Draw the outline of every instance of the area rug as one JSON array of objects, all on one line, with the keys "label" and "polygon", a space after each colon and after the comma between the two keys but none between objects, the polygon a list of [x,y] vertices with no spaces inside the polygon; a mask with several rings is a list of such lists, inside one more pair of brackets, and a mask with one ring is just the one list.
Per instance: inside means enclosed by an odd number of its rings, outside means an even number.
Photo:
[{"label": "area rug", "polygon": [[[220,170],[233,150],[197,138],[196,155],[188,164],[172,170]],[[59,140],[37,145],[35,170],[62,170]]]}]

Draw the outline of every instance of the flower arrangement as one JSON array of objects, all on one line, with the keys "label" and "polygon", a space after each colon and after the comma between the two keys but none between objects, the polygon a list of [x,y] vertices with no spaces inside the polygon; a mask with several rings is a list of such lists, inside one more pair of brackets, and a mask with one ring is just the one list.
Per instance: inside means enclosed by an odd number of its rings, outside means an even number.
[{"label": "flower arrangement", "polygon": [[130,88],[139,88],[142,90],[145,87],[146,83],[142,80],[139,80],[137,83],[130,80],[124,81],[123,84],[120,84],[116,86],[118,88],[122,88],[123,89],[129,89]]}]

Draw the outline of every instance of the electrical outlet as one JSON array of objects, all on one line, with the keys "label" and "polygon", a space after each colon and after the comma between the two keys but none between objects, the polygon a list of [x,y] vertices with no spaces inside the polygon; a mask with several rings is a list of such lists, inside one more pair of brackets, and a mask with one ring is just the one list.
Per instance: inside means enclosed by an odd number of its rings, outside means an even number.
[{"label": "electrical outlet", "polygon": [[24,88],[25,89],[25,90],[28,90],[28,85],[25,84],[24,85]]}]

==

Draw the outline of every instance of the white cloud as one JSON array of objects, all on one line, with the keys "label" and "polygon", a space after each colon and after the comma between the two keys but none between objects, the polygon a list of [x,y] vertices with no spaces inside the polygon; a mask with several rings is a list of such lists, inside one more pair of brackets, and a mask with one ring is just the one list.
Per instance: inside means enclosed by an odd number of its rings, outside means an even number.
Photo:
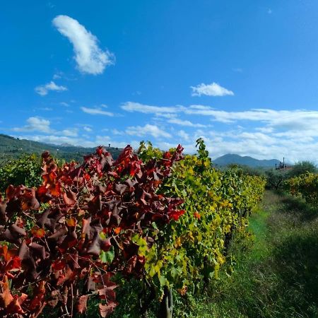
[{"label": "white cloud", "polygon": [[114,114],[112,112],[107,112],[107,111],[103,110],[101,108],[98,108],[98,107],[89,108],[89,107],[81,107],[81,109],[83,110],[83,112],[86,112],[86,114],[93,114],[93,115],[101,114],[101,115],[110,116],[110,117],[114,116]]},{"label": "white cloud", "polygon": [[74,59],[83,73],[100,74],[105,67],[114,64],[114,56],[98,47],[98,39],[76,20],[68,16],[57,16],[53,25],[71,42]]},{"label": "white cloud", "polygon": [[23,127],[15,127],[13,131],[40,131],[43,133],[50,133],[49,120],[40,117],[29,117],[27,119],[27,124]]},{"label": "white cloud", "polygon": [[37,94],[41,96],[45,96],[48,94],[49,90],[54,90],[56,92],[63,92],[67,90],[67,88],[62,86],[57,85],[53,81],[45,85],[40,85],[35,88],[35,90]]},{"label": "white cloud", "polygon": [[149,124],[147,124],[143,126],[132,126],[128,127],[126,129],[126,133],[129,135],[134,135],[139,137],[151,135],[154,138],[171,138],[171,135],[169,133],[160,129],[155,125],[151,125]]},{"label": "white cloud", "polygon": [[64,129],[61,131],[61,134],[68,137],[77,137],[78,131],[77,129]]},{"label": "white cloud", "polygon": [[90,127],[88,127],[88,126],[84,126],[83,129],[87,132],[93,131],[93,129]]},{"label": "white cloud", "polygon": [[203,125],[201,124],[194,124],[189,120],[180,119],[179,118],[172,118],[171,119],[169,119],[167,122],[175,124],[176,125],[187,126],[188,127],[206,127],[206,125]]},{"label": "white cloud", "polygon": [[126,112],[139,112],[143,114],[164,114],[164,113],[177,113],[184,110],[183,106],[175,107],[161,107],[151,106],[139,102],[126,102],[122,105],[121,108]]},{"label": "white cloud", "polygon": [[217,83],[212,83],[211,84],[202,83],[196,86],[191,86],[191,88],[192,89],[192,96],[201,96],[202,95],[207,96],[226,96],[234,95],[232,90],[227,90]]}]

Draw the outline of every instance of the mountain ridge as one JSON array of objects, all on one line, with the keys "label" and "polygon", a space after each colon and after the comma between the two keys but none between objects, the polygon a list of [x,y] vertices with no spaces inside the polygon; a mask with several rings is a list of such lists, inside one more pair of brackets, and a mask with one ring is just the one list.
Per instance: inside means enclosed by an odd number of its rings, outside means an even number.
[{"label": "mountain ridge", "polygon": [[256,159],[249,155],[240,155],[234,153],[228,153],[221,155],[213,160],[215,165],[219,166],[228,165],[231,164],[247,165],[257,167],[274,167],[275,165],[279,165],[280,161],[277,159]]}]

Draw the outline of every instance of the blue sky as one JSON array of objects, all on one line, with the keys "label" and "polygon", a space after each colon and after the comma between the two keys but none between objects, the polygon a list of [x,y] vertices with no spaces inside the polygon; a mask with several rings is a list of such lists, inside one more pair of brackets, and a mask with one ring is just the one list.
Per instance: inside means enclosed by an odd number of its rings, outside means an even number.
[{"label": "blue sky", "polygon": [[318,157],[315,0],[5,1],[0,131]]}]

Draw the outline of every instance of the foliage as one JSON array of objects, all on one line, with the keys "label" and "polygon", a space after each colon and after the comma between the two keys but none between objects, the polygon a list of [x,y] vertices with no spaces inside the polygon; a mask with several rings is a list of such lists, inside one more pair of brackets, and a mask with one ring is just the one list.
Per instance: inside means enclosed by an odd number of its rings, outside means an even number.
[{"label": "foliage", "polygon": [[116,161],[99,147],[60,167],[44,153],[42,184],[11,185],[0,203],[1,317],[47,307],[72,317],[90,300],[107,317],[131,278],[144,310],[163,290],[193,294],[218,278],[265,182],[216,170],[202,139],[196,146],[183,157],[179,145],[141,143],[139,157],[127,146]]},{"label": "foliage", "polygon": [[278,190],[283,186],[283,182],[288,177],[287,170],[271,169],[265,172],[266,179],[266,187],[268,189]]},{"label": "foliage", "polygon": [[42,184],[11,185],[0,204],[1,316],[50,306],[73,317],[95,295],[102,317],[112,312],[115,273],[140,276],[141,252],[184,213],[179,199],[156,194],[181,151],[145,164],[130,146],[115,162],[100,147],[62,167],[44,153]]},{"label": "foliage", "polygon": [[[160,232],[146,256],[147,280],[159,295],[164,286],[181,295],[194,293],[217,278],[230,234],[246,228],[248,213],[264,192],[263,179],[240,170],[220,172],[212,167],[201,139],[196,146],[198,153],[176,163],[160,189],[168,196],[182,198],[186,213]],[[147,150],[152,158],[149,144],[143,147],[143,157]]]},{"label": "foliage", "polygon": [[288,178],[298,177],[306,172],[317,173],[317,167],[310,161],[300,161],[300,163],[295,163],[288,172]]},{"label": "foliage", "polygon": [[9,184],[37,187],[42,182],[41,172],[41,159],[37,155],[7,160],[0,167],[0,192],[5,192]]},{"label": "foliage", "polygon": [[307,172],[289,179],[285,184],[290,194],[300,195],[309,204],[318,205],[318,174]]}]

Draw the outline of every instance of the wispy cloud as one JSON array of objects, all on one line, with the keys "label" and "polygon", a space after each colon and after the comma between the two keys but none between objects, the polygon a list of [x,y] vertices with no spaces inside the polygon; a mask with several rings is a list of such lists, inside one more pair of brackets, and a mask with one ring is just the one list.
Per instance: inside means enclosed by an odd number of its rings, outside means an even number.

--

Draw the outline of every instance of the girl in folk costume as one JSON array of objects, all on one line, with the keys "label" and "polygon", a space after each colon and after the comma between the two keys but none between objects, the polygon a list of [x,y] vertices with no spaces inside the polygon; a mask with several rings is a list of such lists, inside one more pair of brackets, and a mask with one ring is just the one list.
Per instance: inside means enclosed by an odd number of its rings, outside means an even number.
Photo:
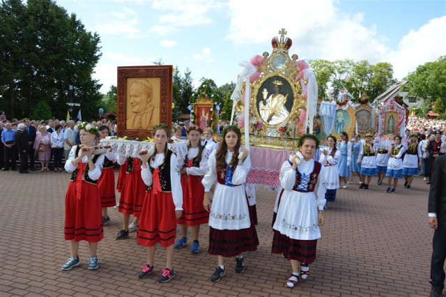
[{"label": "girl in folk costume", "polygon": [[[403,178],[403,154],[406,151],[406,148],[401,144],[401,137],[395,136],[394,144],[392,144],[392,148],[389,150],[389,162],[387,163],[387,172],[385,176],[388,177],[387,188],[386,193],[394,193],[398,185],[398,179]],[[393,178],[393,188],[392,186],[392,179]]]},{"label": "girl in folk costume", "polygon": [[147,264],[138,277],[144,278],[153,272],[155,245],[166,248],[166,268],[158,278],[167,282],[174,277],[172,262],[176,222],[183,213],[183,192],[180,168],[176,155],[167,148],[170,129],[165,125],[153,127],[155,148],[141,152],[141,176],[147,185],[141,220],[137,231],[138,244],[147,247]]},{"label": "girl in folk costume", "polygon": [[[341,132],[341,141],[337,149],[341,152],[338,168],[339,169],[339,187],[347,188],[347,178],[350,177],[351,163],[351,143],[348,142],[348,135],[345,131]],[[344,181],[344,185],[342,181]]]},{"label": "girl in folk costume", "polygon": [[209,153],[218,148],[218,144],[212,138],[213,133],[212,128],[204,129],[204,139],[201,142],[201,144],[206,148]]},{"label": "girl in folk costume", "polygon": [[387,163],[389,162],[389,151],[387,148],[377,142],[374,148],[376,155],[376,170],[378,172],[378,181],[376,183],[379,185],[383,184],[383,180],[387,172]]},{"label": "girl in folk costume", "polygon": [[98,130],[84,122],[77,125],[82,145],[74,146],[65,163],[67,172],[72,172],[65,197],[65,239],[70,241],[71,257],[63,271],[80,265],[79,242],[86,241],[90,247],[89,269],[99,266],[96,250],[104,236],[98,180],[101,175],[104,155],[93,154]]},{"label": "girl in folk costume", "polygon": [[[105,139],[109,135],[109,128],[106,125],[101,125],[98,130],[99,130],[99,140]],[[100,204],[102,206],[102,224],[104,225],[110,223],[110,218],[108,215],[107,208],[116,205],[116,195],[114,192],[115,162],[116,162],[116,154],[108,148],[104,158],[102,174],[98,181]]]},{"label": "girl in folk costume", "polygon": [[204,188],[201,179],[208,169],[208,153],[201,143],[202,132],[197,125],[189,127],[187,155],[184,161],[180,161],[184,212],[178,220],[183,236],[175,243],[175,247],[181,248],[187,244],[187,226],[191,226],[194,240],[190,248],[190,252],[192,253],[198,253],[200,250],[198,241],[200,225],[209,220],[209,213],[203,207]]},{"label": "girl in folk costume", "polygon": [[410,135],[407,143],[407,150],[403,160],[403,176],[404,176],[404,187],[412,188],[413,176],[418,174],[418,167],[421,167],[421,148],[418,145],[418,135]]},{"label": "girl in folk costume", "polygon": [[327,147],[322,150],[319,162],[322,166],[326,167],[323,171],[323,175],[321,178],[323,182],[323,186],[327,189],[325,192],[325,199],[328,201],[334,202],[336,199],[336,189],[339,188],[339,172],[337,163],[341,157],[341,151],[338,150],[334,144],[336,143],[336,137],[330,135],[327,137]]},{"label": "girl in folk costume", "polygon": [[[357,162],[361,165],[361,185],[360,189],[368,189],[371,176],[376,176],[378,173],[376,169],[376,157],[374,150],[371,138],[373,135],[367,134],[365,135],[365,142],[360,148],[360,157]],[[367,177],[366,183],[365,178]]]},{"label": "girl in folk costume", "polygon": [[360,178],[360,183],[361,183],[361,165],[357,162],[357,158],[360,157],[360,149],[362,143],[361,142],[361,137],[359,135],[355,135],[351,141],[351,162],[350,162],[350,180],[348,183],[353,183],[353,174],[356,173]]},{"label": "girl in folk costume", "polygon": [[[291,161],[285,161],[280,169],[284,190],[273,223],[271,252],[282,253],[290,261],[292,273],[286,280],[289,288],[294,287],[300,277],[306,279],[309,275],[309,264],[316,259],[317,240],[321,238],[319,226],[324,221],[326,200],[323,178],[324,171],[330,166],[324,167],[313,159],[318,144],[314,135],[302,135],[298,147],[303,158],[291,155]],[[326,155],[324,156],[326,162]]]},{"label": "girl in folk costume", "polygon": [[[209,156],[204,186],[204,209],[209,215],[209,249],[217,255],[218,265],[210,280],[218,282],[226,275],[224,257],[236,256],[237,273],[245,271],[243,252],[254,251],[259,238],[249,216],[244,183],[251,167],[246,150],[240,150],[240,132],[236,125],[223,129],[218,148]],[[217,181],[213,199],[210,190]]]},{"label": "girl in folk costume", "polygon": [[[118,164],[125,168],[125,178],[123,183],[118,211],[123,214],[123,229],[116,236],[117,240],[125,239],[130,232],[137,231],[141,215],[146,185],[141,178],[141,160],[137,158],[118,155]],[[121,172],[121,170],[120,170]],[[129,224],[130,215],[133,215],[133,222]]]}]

» **WHAT YOU ARE ASKED TO DO**
List each line of the items above that contains the string "foliage". Case counts, so a line matches only if the capitalization is identical.

» **THE ANSWER**
Draw the outline of every instance of the foliage as one JSON array of objects, all on one line, with the keys "label" and "polygon", a space after each colon and after the comma between the two keys but none between objects, the polygon a list of [x,y] vertices with no spaces inside the polygon; a mask with several rings is a list of such lists, inside one more pair of brackets, and a mask with one ring is just the one list.
[{"label": "foliage", "polygon": [[116,161],[99,147],[60,167],[44,153],[42,184],[11,185],[0,203],[1,317],[47,307],[72,317],[90,300],[107,317],[131,278],[144,310],[163,290],[193,294],[218,278],[265,182],[216,170],[202,139],[196,146],[183,157],[179,145],[141,143],[139,157],[127,146]]},{"label": "foliage", "polygon": [[278,190],[283,186],[283,182],[288,177],[287,170],[271,169],[265,172],[266,179],[266,187],[268,189]]},{"label": "foliage", "polygon": [[42,184],[11,185],[0,204],[1,316],[50,306],[73,317],[95,295],[102,317],[112,312],[115,273],[140,276],[141,252],[184,213],[179,199],[156,194],[181,151],[145,164],[130,146],[115,162],[100,147],[62,167],[44,153]]},{"label": "foliage", "polygon": [[[160,232],[146,256],[147,280],[159,295],[164,286],[181,295],[194,293],[217,278],[230,234],[246,228],[248,213],[264,192],[263,179],[240,170],[220,172],[212,167],[201,139],[196,146],[198,153],[176,163],[160,189],[168,196],[182,198],[186,213]],[[147,150],[152,158],[149,144],[143,147],[143,157]]]},{"label": "foliage", "polygon": [[288,178],[298,177],[306,172],[317,173],[317,167],[310,161],[300,161],[300,163],[295,163],[288,172]]},{"label": "foliage", "polygon": [[9,184],[37,187],[42,182],[41,172],[41,159],[37,155],[7,160],[0,167],[0,192],[5,192]]},{"label": "foliage", "polygon": [[307,172],[289,179],[285,184],[290,194],[300,195],[309,204],[318,205],[318,174]]}]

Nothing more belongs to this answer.